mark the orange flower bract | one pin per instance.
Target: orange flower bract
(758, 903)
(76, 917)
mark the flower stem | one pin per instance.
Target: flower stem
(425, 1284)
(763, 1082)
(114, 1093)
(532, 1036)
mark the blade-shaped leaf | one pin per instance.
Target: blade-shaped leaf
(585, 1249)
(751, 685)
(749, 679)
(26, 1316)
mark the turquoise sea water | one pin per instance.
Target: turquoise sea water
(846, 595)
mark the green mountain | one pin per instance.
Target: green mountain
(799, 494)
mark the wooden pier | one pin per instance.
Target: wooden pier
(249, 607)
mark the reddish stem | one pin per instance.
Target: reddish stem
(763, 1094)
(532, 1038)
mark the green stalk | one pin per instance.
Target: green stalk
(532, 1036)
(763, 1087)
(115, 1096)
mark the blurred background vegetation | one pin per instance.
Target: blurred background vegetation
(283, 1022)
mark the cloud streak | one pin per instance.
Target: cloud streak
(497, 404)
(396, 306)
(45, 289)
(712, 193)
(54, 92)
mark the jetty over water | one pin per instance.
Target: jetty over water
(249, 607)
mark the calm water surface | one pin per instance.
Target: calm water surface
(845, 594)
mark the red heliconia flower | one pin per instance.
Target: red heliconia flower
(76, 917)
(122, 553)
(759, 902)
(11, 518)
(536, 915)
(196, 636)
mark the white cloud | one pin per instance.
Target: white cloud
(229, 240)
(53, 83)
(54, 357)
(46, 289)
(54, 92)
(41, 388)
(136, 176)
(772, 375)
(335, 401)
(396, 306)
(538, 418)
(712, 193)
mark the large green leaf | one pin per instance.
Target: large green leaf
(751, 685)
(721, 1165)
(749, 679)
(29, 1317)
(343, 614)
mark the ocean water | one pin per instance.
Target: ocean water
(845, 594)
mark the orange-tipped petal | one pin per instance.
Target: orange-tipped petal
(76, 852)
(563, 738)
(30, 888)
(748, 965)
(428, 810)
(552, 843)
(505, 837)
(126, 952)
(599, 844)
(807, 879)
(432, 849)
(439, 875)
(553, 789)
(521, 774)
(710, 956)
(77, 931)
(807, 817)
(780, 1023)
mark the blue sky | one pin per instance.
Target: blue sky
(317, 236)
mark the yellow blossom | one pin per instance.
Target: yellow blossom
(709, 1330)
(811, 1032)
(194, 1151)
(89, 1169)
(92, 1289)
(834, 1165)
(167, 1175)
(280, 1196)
···
→ ABOUT THIS EXERCISE
Word for word, return the entire listing above.

→ FINISHED TASK
mark the orange flower bract | one pin per instance.
Target: orange flower bract
(758, 903)
(76, 917)
mark the flower stem | one pin per instance.
Target: flower stem
(425, 1284)
(763, 1082)
(114, 1093)
(532, 1036)
mark the blade-shaped leaf | one pin per instance.
Target: blade-shaped leaf
(585, 1249)
(751, 685)
(749, 679)
(26, 1316)
mark the turquoise sea water | one pin per instance.
Target: turquoise sea water
(846, 595)
mark the green mountain | one pin per instance.
Target: green mountain
(799, 494)
mark the wooden pier | one pin per instance.
Target: wooden pier
(249, 607)
mark the reddish stem | one pin per instance.
Target: reddish stem
(763, 1094)
(532, 1038)
mark the green stalk | one pin per instance.
Target: green stalk
(532, 1036)
(763, 1087)
(115, 1096)
mark the blurred background vegetation | one pin per instance.
Target: blurred background vegetation
(283, 1022)
mark the cloud streak | one pin per instance.
Target: cloud streak
(497, 404)
(396, 306)
(45, 289)
(712, 193)
(54, 92)
mark the jetty over water | one pin per instance.
Target: jetty over water
(249, 607)
mark the calm water surface | one pin per instance.
Target: calm water surface
(845, 594)
mark the red heliconia flower | one pin per instance.
Target: red heliconia flower
(76, 917)
(122, 553)
(759, 902)
(11, 518)
(536, 915)
(196, 636)
mark the white cloud | one pin per instance.
Target: white cloud
(229, 240)
(53, 83)
(54, 357)
(46, 289)
(54, 92)
(41, 388)
(136, 176)
(772, 375)
(335, 401)
(396, 306)
(538, 418)
(712, 193)
mark the large green leaf | one pin per instance.
Target: large green leaf
(751, 685)
(721, 1165)
(749, 679)
(29, 1317)
(343, 614)
mark the ocean water | one pin per instance.
Target: ocean water
(845, 594)
mark the orange-tipped petal | one pin per instance.
Target: orange-tipped petal
(76, 852)
(563, 738)
(30, 888)
(748, 965)
(428, 810)
(552, 843)
(505, 837)
(126, 952)
(599, 844)
(807, 879)
(432, 849)
(439, 875)
(553, 789)
(521, 774)
(710, 956)
(77, 931)
(807, 817)
(780, 1023)
mark the blue sky | one pin per instance.
Target: blue sky
(317, 236)
mark the yellow blossom | one pin per instance.
Target: yellow blossom
(709, 1330)
(811, 1032)
(194, 1151)
(89, 1169)
(92, 1289)
(834, 1165)
(167, 1175)
(280, 1196)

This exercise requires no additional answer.